> _Document section_:
Published in the Norfolk Daily News on Sept. 10, 2020.
For most of us, the nearly two years that have passed since Nebraskans voted to expand Medicaid might be inconsequential. But, for 90,000 people stuck in the coverage gap the passing time has gone by without peace of mind.
To put it differently, about 1 in 20 Nebraskans could be covered by an expanded Medicaid program. They continue to wait without health care access. That means almost two years of no doctors appointments, no dental checkups, and no hospital visits unless it is an absolute emergency.
On Oct. 1, their wait will finally come to an end. When Nebraska voters approved Initiative 427 in the November 2018 general election, they likely didn’t expect implementation to take two years. But, that is the timeline set by Gov. Pete Ricketts and the Department of Health and Human Services (DHHS).
In that time, the Heritage Health Adult program, Nebraska’s unique version of Medicaid expansion, was created. But, unlike other states that have recently expanded their Medicaid programs, Nebraska is proposing to split the expanded Medicaid population into two coverage groups—basic and prime.
Under the basic package, enrollees will not receive dental, vision, or over-the-counter coverage. In order to receive prime benefits, individuals will need to complete a host of requirements, or “wellness activities.”
The prime coverage, however, won’t be available right away. Due to the ongoing pandemic, the federal government has not been able to approve the state’s plan as is required. Instead, everyone but those ages 19-20, pregnant, or medically frail will only have basic coverage.
Despite the setbacks, Nebraska will still see most of Medicaid expansions’s benefits take shape. At the very least, expanding is an incredible deal for the state. The federal government covers 90 percent of the cost. By the time most eligible individuals are enrolled, this will amount to nearly $480 million a year, while Nebraska will need to contribute an additional $65 million.
This massive influx of funding will pay dividends for Nebraska, with an expected $1.3 billion worth of increased economic activity in three years and support for 11,000 jobs annually.
In addition, having a more insured population will allow health care providers to accept patients and receive reimbursement for their care.
The implementation of Medicaid expansion may have come later than voters anticipated, but now that enrollment is here, we encourage eligible Nebraskans to contact their local DHHS office to apply. The healthier our state can be, the better and for some Nebraskans, expansion of the Medicaid program can mean a life or death difference.

> _Information shown_:
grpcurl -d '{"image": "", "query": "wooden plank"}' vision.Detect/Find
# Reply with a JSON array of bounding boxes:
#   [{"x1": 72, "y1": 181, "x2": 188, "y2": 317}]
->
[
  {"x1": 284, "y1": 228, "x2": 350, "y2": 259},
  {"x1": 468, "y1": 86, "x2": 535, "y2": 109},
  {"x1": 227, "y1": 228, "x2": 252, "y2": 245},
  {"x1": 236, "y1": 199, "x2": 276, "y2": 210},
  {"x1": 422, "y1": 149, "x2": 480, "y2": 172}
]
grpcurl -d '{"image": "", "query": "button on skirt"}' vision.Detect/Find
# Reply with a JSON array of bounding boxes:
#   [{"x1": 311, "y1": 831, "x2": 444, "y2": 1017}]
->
--
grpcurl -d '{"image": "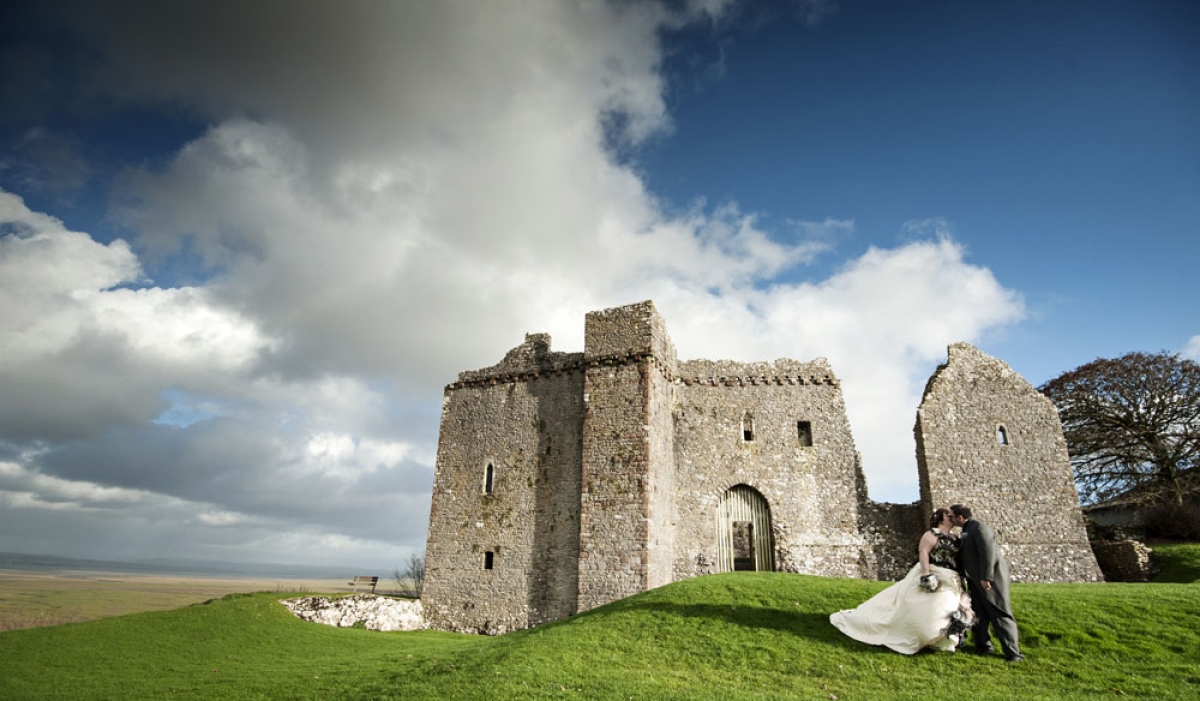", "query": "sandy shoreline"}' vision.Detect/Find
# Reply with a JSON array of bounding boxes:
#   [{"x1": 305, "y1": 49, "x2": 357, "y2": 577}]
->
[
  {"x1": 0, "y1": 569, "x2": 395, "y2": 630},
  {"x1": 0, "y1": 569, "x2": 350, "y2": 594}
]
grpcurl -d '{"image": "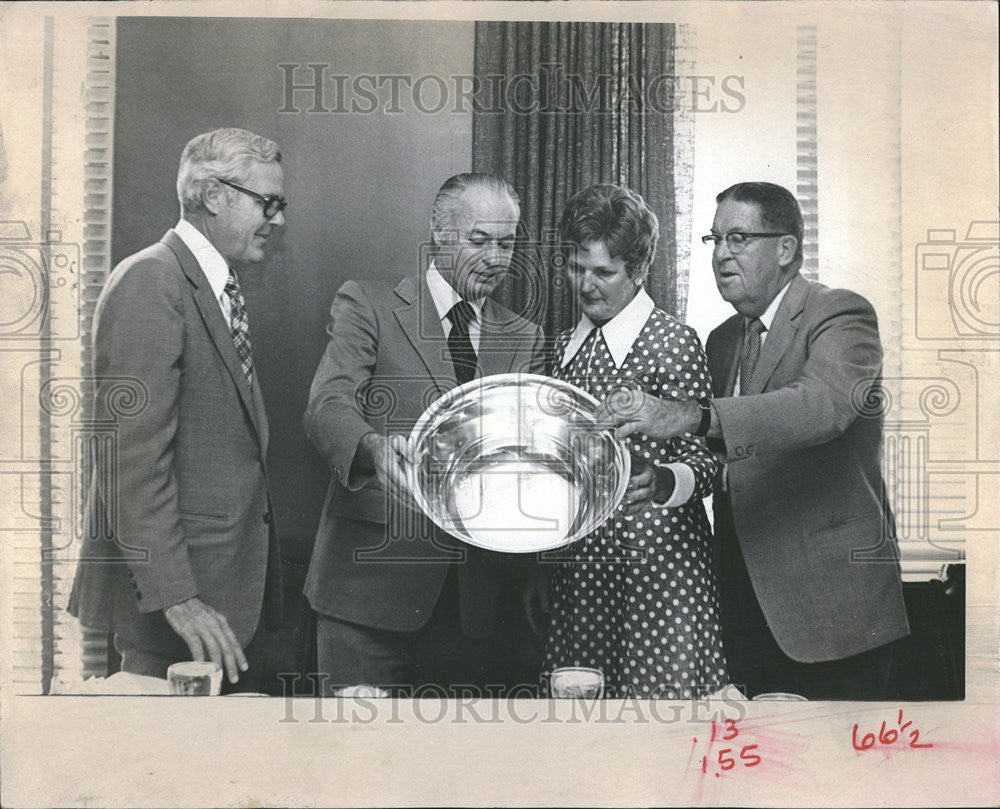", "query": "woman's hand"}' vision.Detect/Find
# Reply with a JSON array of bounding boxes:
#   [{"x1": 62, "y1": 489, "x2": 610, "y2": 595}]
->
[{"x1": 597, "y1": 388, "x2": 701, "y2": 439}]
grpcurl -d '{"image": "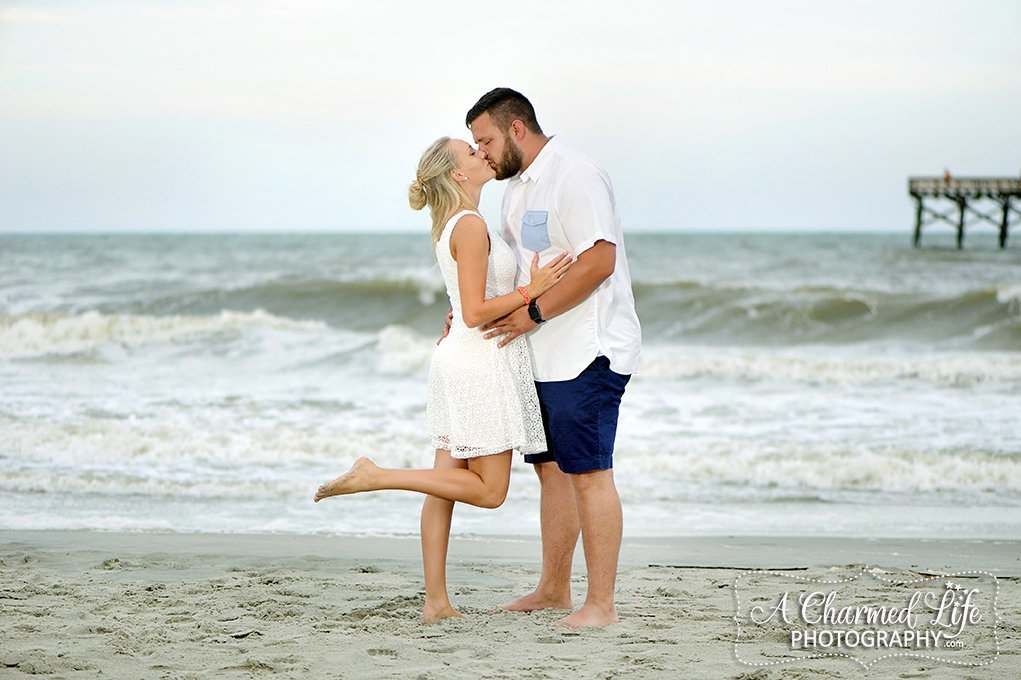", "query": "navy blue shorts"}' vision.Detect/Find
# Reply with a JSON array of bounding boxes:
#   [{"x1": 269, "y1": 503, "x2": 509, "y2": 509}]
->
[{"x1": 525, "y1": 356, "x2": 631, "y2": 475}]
* * *
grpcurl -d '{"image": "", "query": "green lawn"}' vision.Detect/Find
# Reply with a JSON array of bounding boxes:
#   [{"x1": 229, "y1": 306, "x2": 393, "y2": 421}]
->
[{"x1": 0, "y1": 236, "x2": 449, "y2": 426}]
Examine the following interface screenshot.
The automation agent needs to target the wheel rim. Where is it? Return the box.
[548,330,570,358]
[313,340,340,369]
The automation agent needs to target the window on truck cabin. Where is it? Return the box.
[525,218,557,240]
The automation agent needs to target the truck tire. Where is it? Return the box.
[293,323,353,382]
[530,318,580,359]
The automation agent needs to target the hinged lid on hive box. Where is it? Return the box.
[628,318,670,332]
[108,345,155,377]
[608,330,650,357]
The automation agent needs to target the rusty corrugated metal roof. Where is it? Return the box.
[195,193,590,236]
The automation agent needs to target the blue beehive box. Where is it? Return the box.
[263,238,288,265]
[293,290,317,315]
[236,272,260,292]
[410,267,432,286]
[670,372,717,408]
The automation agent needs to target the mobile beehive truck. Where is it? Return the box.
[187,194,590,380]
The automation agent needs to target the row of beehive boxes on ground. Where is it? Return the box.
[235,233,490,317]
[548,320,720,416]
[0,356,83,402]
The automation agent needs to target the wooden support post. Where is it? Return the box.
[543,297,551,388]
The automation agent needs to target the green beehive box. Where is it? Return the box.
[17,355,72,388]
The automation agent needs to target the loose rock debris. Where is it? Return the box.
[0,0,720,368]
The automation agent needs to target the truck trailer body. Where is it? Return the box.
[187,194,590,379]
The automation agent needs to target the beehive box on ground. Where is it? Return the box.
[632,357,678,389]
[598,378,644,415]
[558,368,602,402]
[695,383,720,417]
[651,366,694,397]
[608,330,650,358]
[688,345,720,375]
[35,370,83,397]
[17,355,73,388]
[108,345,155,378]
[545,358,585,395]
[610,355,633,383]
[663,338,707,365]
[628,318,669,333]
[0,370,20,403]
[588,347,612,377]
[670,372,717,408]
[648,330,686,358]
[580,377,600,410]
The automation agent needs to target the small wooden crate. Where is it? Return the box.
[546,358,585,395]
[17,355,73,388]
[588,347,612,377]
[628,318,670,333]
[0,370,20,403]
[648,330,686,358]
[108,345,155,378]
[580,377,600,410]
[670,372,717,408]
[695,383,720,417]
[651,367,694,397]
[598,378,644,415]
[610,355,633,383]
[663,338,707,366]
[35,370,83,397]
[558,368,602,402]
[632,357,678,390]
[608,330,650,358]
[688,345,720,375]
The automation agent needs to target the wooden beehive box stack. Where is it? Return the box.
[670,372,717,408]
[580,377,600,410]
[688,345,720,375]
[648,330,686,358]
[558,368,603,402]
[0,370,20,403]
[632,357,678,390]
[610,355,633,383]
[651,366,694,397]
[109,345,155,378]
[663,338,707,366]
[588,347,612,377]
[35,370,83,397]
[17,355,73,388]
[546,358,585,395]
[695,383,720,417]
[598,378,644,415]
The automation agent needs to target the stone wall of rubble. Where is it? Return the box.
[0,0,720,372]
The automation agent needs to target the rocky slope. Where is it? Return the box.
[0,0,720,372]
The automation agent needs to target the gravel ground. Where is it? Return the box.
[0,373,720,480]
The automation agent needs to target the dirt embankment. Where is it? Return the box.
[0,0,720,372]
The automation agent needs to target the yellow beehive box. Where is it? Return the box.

> _To do_:
**1.** Translate this sentence from the text on Nebraska's Medicaid expansion into Spanish: "The federal government covers 90 percent of the cost."
**2.** From the text on Nebraska's Medicaid expansion, reproduce word for word the stretch from "Despite the setbacks, Nebraska" through "11,000 jobs annually.".

> _Answer set_:
**1.** El gobierno federal cubre el 90 por ciento del costo.

**2.**
Despite the setbacks, Nebraska will still see most of Medicaid expansions’s benefits take shape. At the very least, expanding is an incredible deal for the state. The federal government covers 90 percent of the cost. By the time most eligible individuals are enrolled, this will amount to nearly $480 million a year, while Nebraska will need to contribute an additional $65 million.
This massive influx of funding will pay dividends for Nebraska, with an expected $1.3 billion worth of increased economic activity in three years and support for 11,000 jobs annually.